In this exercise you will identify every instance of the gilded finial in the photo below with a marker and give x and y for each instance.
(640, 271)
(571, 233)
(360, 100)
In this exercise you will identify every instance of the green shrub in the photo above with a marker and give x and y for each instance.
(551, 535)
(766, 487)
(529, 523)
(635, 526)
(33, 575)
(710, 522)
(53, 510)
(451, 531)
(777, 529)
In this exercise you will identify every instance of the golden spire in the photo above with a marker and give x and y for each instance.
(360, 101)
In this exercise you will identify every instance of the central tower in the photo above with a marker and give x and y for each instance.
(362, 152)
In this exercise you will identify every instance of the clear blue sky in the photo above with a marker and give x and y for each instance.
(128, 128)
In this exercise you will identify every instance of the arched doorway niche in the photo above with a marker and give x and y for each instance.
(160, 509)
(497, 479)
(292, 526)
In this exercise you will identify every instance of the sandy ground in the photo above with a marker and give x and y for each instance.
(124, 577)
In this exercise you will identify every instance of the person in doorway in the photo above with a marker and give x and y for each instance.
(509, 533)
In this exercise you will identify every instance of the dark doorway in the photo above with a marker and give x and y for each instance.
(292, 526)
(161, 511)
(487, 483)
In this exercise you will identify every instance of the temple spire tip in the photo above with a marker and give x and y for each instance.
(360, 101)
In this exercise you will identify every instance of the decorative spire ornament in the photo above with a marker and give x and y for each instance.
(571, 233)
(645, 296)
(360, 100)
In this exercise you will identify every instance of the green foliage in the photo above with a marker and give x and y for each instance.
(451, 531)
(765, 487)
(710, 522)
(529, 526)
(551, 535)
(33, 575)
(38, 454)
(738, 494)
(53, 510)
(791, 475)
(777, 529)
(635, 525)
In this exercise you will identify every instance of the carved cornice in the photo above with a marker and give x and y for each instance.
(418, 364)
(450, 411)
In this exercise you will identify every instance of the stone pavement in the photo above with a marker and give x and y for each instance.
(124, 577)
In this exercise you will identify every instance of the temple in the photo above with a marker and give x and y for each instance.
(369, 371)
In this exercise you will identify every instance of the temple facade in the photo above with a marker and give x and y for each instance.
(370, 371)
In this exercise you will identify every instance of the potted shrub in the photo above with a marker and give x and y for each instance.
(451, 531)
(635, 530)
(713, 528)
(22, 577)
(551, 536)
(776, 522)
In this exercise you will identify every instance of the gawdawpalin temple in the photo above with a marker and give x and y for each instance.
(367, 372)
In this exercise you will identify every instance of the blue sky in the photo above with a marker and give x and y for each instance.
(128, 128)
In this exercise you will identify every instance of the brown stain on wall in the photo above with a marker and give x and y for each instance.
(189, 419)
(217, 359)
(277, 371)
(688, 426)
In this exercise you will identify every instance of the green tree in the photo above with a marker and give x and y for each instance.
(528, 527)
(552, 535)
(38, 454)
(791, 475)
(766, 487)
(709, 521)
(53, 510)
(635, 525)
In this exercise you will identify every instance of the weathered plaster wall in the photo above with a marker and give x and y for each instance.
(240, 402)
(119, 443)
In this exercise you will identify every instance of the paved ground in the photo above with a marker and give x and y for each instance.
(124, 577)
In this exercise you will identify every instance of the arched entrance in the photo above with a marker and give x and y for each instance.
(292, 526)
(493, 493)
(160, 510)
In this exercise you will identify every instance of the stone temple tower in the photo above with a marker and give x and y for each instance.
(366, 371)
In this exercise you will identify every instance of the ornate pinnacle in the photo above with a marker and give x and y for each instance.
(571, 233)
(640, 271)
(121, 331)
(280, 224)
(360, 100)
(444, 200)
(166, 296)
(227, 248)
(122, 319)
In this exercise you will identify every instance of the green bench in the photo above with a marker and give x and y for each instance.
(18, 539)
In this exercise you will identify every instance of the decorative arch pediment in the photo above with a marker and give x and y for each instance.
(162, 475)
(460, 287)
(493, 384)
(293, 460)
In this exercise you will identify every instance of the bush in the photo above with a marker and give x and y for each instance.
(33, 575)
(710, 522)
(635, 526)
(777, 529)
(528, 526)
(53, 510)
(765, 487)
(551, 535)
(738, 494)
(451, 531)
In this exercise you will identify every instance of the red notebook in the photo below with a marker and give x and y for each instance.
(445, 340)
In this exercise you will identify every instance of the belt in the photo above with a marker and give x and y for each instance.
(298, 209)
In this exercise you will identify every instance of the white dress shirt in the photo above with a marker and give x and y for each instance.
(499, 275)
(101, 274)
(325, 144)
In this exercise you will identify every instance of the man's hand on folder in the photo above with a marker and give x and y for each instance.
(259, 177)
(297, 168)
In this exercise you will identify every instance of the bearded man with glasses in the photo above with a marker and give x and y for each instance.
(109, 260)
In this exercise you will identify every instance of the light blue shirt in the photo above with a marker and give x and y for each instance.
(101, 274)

WRITTEN REQUEST –
Rewrite all of the rows above, changing "marker" to "pin" wherever it occurs and leaving everything else as it is.

EXERCISE SOLUTION –
In this exercise you will identify every instance of the gilded finial in the photo below with a pin and give x and y for each instance.
(640, 271)
(571, 233)
(360, 100)
In this exercise you will identify every instance of the green shrub in the photo above with a pin and give x and y for each instance.
(551, 535)
(766, 487)
(529, 523)
(635, 526)
(33, 575)
(710, 522)
(53, 510)
(451, 531)
(777, 529)
In this exercise you will identify every instance of the golden spire in the photo above with a pin and give x and y for each instance.
(360, 101)
In this exercise you will identify every instance of the central tower in the photo above with a pin and give x and y for each instance.
(362, 152)
In this exercise you will identify every instance of the clear blue sky in the photo above with a pin and give x and y for each instance.
(128, 128)
In this exercise you will identify every instance of the arched doorway niche in the photo above with a pin and give x and y for each instance.
(160, 509)
(497, 479)
(292, 526)
In this exercise you will identify every instance of the sandy ground in the photo above with a pin and give x and y for each instance.
(124, 577)
In this exercise you will identify every instance of the person in doorway in the photo above with a pin and give x and y for each instance.
(509, 533)
In this exercise you will identify every instance of the dark doorway in the photo above with a pin and give x and y for each instance.
(292, 526)
(161, 511)
(487, 483)
In this exercise you will identify every instance of the temple spire tip in the photo above with a pin and give x and y for each instance.
(360, 101)
In this exercise you will identify every instance of the decorative spire ornament in the photo above with a pin and give x and y for each instance.
(571, 233)
(645, 296)
(360, 100)
In this exercise you will identify every instance of the green foliage in the photo above with a pin and give x and y for each instance.
(451, 531)
(765, 487)
(710, 522)
(529, 526)
(551, 535)
(33, 575)
(38, 454)
(738, 494)
(53, 510)
(791, 475)
(777, 529)
(635, 525)
In this exercise you will identify every instance of the carved cornice in the photo above with a pin and give x and y for each instance.
(418, 364)
(450, 411)
In this exercise you will identify every instance of the stone pavement in the photo above with a pin and give x and y for each instance.
(124, 577)
In this exercise you will identify every instance of the temple in the photo above with a pin and give x and y for each instance.
(369, 371)
In this exercise you will identify every instance of the temple facade in the photo above with a pin and give x and y for each instance.
(370, 371)
In this exercise you will identify every instance of the potted shrub in the photo above with a pin and give x and y for each instance.
(451, 531)
(635, 530)
(713, 528)
(22, 577)
(551, 536)
(776, 522)
In this exercise you will identify every instance of the gawdawpalin temple in the photo above with a pin and give x and y for each instance.
(367, 372)
In this exercise you will identify every instance of the blue sky in the photo above with a pin and give x and y for each instance.
(128, 128)
In this exercise you will identify every instance of the brown stain on wall in the photo above with a pin and give x and y for each instance.
(189, 419)
(217, 359)
(277, 371)
(688, 426)
In this exercise you will identify every instance of the green tree in the photo above with a pin and give x and y for each instance.
(528, 527)
(552, 535)
(38, 454)
(791, 475)
(766, 487)
(709, 521)
(53, 510)
(635, 525)
In this exercise you will identify every instance of the weathered plaster wall in the photo above with a pin and give x and y for each instance.
(240, 402)
(119, 443)
In this exercise you will identify every instance of the paved ground in the photo above with a pin and give x and y for each instance.
(124, 577)
In this exercise you will identify every instance of the arched entrance in the photo above with a pin and give x and y for each instance.
(292, 526)
(493, 493)
(160, 510)
In this exercise you will identify every instance of the stone temple tower in the photo above with a pin and give x and y for each instance.
(366, 371)
In this exercise you will identify every instance of the ornate pinnacle in the photo above with a pin and give x and y for each instance.
(571, 233)
(640, 271)
(121, 331)
(280, 224)
(360, 100)
(444, 200)
(166, 296)
(227, 248)
(122, 319)
In this exercise you will identify every instance of the green bench in the photo above with a pin and give x and y for each instance.
(18, 539)
In this exercise you will identify every instance of the decorative arch pediment in the photo above with a pin and give x and y for each instance.
(162, 475)
(460, 287)
(493, 384)
(293, 460)
In this exercise you will identify every instance of the bush in the photo above with a pin and give x and y for each instance.
(33, 575)
(710, 522)
(635, 526)
(777, 529)
(528, 526)
(53, 510)
(765, 487)
(551, 535)
(738, 494)
(451, 531)
In this exercise you will identify every instance of the red notebook in the photo below with a pin and give x and y for each instance.
(445, 340)
In this exercise you will identify every instance of the belt in the photo above with a pin and give x and y for each instance.
(298, 209)
In this exercise you will identify every instance of the white dress shirt in the photo above with a pin and give x and y for each instance.
(499, 275)
(101, 274)
(325, 144)
In this exercise you will identify every instance of the man's hand on folder in the photo above with a pin and give x and y for each instance.
(259, 177)
(297, 168)
In this exercise you will identify every instance of the bearded man with glasses in the photo above with a pin and give x and y for each instance.
(109, 260)
In this exercise you will identify every instance of the light blue shirt in the photo above with a pin and give x and y for each instance.
(101, 274)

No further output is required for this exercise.